# Things to do
1/ Reproduce the stretch of the Kufid article from "Article by Carola" through "Torino Film Festival.", character for character.
2/ Continue the article on Elia Moutamid's film Kufid, starting after its last sentence.

# Text
+---+

Article by Carola Capello
Translated by Simona Sucato
“As a child, my parents taught me to say Inch’Allah (God willing) when I plan to do something. Here, Kufid is this: planning something unplanned. An oxymoron”. As Elia Moutamid states – Moroccan director, special mention as best new director at 2018 Nastri d’Argento –, whose first film Talien won in 2017 the Gran Premio della Giuria at Torino Film Festival.
The director immediately shows to the spectator what is Kufid: an unplanned film, or even better, an unexpected film. It is in fact his voice that, in the opening, tells he had a completely different intention for his second feature film compared to the one he then realized.The idea was to shoot a documentary on the relationship between man and urban planning in Medina, Moutamid’s birthplace. The gentrification’s theme should have been central, telling of human dynamics through autobiographical narration but, once the inspection is over and he goes back to Italy, something unexpected is unleashed in the community, kufid precisely. The disruption of the plans caused by pandemic and the forced quarantine, however, are a valuable oppurtunity for the author to reflect.

+---+

# Supplied information
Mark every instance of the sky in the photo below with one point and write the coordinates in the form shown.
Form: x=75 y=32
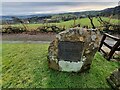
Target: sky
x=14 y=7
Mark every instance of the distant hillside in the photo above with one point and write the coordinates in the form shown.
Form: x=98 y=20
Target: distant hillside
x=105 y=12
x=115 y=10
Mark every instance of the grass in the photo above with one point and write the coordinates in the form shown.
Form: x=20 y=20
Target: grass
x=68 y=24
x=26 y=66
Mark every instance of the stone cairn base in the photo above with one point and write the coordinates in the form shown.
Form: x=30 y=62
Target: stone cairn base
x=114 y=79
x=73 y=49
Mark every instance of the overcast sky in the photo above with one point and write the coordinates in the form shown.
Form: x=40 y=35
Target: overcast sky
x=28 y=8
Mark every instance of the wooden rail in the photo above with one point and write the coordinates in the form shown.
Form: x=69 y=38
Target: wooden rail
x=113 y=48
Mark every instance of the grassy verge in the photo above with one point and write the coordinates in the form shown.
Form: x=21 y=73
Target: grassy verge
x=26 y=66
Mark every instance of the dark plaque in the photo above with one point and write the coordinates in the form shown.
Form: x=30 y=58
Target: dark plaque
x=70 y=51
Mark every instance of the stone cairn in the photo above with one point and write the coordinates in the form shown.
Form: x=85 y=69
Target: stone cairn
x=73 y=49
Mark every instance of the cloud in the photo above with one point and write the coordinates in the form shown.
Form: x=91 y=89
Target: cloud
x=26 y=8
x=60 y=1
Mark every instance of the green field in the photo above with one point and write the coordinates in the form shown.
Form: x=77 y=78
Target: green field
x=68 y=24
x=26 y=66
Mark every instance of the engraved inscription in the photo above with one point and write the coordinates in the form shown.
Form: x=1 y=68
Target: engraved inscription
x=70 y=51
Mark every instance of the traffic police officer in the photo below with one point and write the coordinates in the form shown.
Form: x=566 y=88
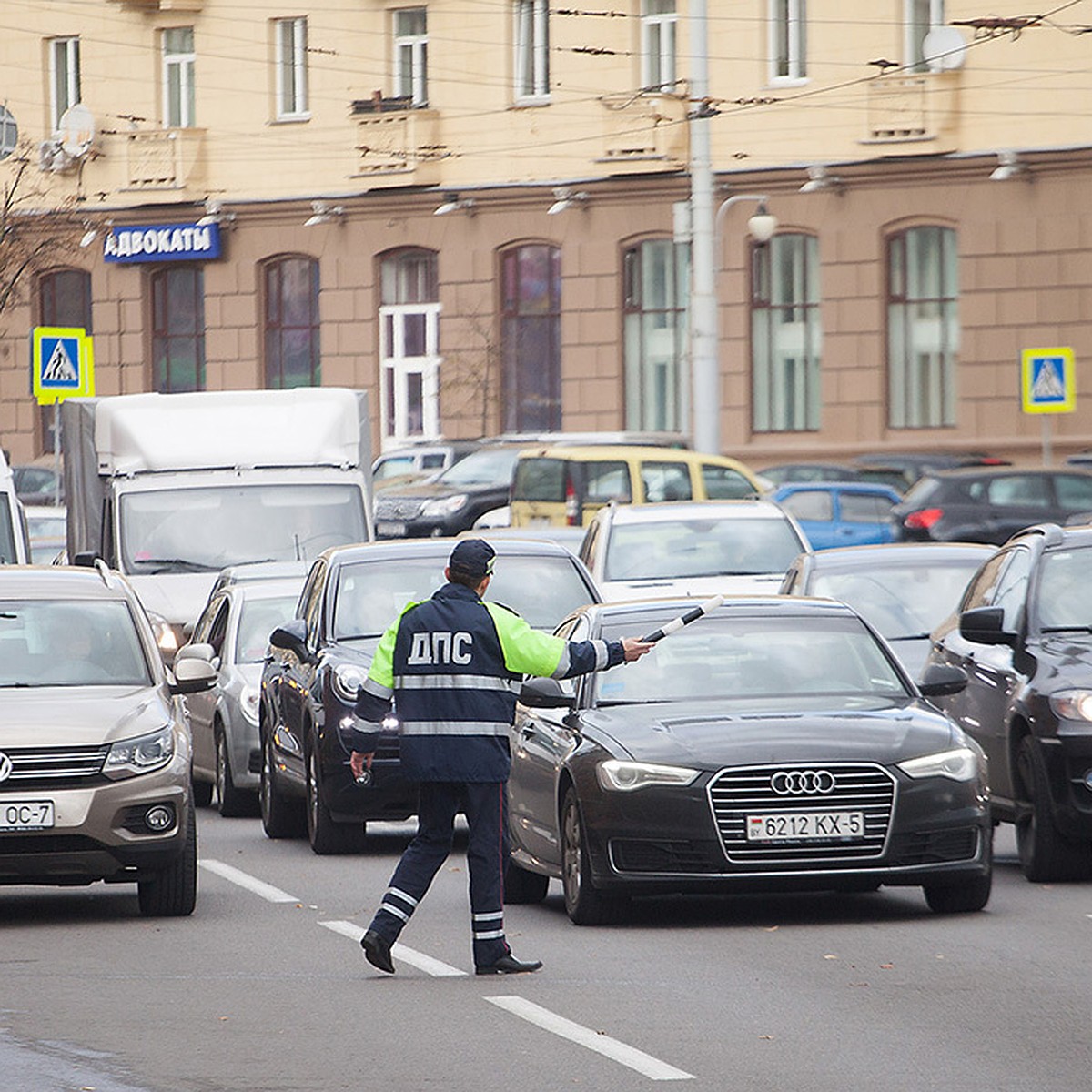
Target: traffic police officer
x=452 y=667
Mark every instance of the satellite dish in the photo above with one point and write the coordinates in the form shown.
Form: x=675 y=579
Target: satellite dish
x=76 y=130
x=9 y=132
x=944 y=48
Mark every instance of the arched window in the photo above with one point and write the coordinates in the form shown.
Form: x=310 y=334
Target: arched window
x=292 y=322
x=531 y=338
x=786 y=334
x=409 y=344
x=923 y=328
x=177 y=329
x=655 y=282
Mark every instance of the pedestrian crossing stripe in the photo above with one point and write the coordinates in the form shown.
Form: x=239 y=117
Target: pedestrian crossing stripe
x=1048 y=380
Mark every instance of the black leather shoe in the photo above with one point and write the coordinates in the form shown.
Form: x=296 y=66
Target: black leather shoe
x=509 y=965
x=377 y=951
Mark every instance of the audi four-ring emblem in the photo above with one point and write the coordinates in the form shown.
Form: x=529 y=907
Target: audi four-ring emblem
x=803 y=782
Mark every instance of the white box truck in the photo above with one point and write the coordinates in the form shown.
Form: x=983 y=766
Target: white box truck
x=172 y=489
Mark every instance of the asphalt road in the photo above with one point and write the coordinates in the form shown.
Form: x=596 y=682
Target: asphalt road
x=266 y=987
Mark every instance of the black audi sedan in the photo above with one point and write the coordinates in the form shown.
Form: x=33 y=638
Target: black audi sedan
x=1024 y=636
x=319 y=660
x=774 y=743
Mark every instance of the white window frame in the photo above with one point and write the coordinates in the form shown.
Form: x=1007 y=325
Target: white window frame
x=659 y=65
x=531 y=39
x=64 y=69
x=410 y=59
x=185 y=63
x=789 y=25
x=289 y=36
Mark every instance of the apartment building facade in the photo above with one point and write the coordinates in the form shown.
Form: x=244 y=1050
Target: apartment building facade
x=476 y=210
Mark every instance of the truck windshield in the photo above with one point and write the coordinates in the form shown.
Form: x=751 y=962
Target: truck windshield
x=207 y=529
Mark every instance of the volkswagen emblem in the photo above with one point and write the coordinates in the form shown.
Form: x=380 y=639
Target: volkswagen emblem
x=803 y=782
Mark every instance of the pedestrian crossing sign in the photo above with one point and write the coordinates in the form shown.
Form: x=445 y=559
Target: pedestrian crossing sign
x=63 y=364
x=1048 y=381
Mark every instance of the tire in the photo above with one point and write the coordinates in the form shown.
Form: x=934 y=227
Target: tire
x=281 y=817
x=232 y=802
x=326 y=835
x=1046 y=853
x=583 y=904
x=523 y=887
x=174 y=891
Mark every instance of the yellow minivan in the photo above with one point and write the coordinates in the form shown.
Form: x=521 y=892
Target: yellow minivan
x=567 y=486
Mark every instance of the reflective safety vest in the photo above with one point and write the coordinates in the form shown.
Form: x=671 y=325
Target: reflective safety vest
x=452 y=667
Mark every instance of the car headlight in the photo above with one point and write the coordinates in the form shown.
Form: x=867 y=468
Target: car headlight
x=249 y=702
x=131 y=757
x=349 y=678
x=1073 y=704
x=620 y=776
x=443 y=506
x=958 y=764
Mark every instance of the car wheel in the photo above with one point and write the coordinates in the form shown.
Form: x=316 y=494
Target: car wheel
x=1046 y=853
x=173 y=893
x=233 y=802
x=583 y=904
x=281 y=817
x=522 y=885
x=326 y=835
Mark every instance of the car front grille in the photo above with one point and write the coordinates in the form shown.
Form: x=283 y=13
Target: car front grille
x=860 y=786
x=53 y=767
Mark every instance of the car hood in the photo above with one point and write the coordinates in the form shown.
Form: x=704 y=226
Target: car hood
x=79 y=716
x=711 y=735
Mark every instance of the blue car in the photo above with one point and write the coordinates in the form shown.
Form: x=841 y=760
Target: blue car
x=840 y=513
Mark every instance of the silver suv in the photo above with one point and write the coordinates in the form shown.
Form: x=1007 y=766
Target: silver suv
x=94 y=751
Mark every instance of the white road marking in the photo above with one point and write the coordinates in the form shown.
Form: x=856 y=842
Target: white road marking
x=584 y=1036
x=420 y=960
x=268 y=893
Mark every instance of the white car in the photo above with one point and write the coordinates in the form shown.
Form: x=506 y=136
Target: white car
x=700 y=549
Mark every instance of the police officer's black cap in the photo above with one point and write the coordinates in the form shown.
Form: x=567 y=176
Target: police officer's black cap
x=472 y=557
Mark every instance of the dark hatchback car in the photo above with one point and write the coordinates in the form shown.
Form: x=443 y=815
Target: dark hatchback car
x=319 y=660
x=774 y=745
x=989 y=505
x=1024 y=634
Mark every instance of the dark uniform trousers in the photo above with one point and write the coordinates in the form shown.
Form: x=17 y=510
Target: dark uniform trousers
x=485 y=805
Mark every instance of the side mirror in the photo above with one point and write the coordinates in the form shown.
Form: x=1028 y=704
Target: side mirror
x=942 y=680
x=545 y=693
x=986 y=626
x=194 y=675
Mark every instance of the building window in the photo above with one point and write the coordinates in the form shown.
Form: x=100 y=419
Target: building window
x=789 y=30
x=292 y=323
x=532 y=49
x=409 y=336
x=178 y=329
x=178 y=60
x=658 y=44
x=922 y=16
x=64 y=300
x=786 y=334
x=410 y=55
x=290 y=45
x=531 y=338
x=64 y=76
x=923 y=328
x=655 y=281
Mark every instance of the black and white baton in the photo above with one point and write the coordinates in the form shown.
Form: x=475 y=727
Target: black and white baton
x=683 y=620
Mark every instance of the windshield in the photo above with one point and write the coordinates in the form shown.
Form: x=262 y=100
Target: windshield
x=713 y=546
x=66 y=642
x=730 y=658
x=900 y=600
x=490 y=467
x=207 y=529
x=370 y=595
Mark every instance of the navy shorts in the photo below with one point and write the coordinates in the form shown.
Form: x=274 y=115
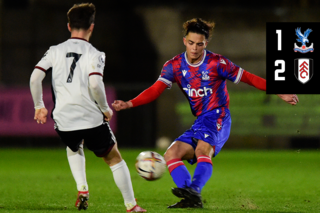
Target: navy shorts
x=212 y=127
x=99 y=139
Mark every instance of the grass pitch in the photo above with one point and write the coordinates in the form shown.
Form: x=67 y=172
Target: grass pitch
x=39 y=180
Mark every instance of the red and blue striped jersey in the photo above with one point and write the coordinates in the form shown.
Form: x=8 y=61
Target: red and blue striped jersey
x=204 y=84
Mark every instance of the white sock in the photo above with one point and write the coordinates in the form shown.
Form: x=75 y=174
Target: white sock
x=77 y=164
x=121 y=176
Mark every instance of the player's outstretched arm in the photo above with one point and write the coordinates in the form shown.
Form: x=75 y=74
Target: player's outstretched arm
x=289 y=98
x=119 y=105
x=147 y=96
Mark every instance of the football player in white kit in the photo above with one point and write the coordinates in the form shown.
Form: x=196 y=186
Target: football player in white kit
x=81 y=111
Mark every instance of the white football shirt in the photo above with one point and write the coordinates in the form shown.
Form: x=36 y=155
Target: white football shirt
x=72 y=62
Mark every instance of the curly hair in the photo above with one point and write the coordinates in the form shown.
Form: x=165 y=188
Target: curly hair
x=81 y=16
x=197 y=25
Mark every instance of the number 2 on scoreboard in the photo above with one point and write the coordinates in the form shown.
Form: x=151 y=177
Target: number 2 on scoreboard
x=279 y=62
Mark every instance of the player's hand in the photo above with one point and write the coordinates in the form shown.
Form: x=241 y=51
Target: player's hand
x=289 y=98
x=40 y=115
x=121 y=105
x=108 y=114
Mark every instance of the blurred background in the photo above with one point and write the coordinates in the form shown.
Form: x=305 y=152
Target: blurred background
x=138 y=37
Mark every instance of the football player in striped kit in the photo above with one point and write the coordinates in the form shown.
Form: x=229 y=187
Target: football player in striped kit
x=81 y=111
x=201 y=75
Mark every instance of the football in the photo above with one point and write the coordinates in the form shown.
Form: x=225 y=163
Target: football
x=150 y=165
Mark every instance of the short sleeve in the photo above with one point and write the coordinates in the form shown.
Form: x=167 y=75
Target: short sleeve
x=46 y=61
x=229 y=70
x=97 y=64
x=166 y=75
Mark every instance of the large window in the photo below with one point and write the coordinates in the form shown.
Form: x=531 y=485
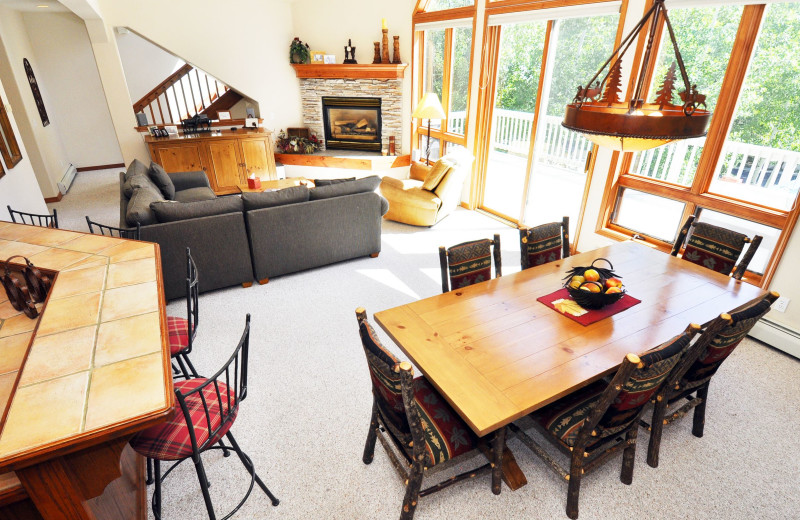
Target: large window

+---+

# Task answers
1/
Article by Carola Capello
Translated by Simona Sucato
“As a child, my parents taught me to say Inch’Allah (God willing) when I plan to do something. Here, Kufid is this: planning something unplanned. An oxymoron”. As Elia Moutamid states – Moroccan director, special mention as best new director at 2018 Nastri d’Argento –, whose first film Talien won in 2017 the Gran Premio della Giuria at Torino Film Festival.

2/
The documentary, set in Brescia, Lombardy, one of the areas most affected by virus, alternates video footage shot inside of Moutamid’s house – cleaning, gardening and video calling – with images of deserted streets and buildings that appear abandoned. The intention is not to make a film about the pandemic, but to make a film during the pandemic: a period to make the forced isolation fruitful by stimulating the mind and creativity.
The aim seems to be to narrate the outside world from within house’s walls but the real goal for Elia Moutamid –that for this occasion has taken care of, in addition, also writing, photography and editing –, is to build a film about himself, of which to be actor and narrator. Indeed, the director tells the story of his identity divided between Morocco, his homeland, and Lombardy, the Italian region in which he grew up.And it does so also through the languages: Arabic, which can be called Moutamid’s “Language of the head”, passing through Italian to the Brescian dialect, such as “languages of the belly”. His own story, of personal convictions and contradictions, is therefore successful thanks to the continuous “cultural exchange” between these two countries (made explicit by the images and the linguistic register) and the constant passage between the external world and the most intimate and profound, made of emotion, reflection, but also of concern, of one’s own interiority.